* **STUDY QUESTIONS**
**1.** Rewrite the post about building ghosts between "Thursday, October 27, 2022" and "been located here.", inclusive, changing "pictures" to "photographs".
**2.** Answer these questions from the post about building ghosts:
(a) At what address did Judge Henry Hogeboom reside?
(b) On what date was the second Henry Hogeboom born?
(c) What is the name of the Galvan Foundation's hotel that 402 Warren Street is destined to become?

* **EXTRACT PROVIDED**
Start of Block
Thursday, October 27, 2022

'Tis the Season for Ghosts . . . of All Kinds

Halloween is the season of ghosts, so it seems appropriate to do a post about ghosts found on buildings, the telltale traces of their past uses. Recently a reader sent me these pictures of the ghosts found on 402 Warren Street, one of the buildings destined to become the Galvan Foundation's hotel, Hudson Public.


The ghosts inspired me to want to learn more about H. Hogeboom and to figure out when his law office would have been located here.

H. Hogeboom had to have been Henry Hogeboom. There were two Henry Hogebooms in Hudson history, both of whom were lawyers. The first was a New York State Supreme Court Justice and an esteemed citizen of Hudson. He resided at 116 Warren Street, and it was there that he died, in the wee hours of the morning, on September 12, 1872, at the age of 63. His obituary, published on the day of his death in the
Daily Star, ran for more than two full columns. The following is quoted from that obituary:
The announcement of his death has fallen like a pall over every avocation and interest in our community. All feel that "a good man has departed from among us," as well as that a luminary of law has been extinguished; the lips of eloquence been sealed in eternal silence; a mind munificently endowed by the God of intellect, and cultivated by careful, liberal, and exhaustive study and discipline has exchanged its contemplation of "things temporal, for that of things Eternal"; a heart large with all-embracing beneficence, warm with tenderest love for family and friend, for broad humanity, for justice, mercy and right; and alive to all the nobler, finer feelings of our nature, has at last become stilled in that dread silence which anticipated the tomb. And such being the universal feeling, our community "mourn through all its borders." The sad event engages all attention, absorbs every other interest, stills even the selfish clamor of partisan strife and imparts a becoming solemnity to every phase and department of life.
Judge Henry Hogeboom is probably not the Henry Hogeboom who had his law office at 402 Warren Street. It is more likely it was his grandson and namesake, who would have been three years old when the illustrious grandfather died. 

The second Henry Hogeboom was born in Hudson on February 16, 1869, the son of John C. Hogeboom and Clara Esselstyn. His father was a lawyer and involved in state politics, and the family lived at 810 Warren Street.
End of Block
* **INFORMATION PROVIDED**
Start of Block
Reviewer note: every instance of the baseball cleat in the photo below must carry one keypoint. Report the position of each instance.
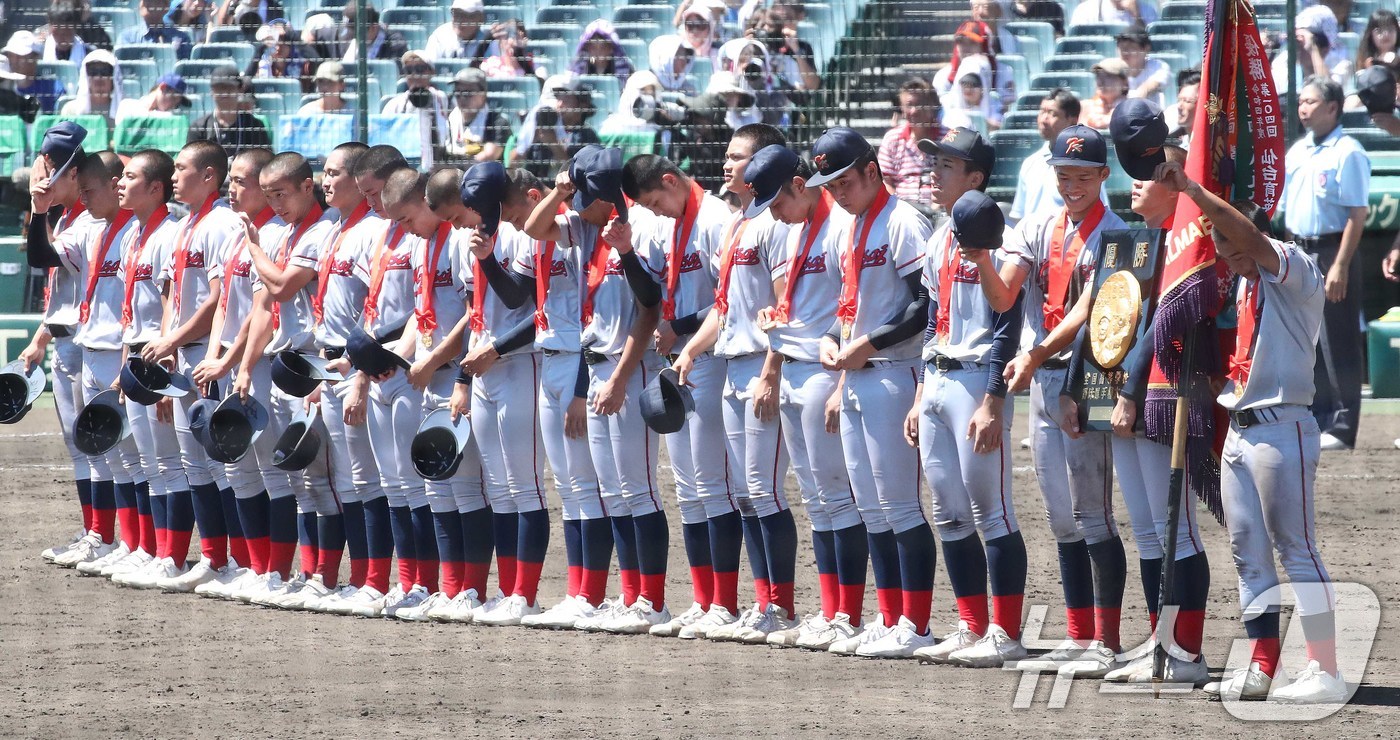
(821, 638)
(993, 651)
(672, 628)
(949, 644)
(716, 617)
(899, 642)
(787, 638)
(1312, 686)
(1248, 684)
End of Block
* **RESPONSES FOR EACH TASK**
**1.**
Thursday, October 27, 2022

'Tis the Season for Ghosts . . . of All Kinds

Halloween is the season of ghosts, so it seems appropriate to do a post about ghosts found on buildings, the telltale traces of their past uses. Recently a reader sent me these photographs of the ghosts found on 402 Warren Street, one of the buildings destined to become the Galvan Foundation's hotel, Hudson Public.


The ghosts inspired me to want to learn more about H. Hogeboom and to figure out when his law office would have been located here.

**2.**
(a) 116 Warren Street
(b) February 16, 1869
(c) Hudson Public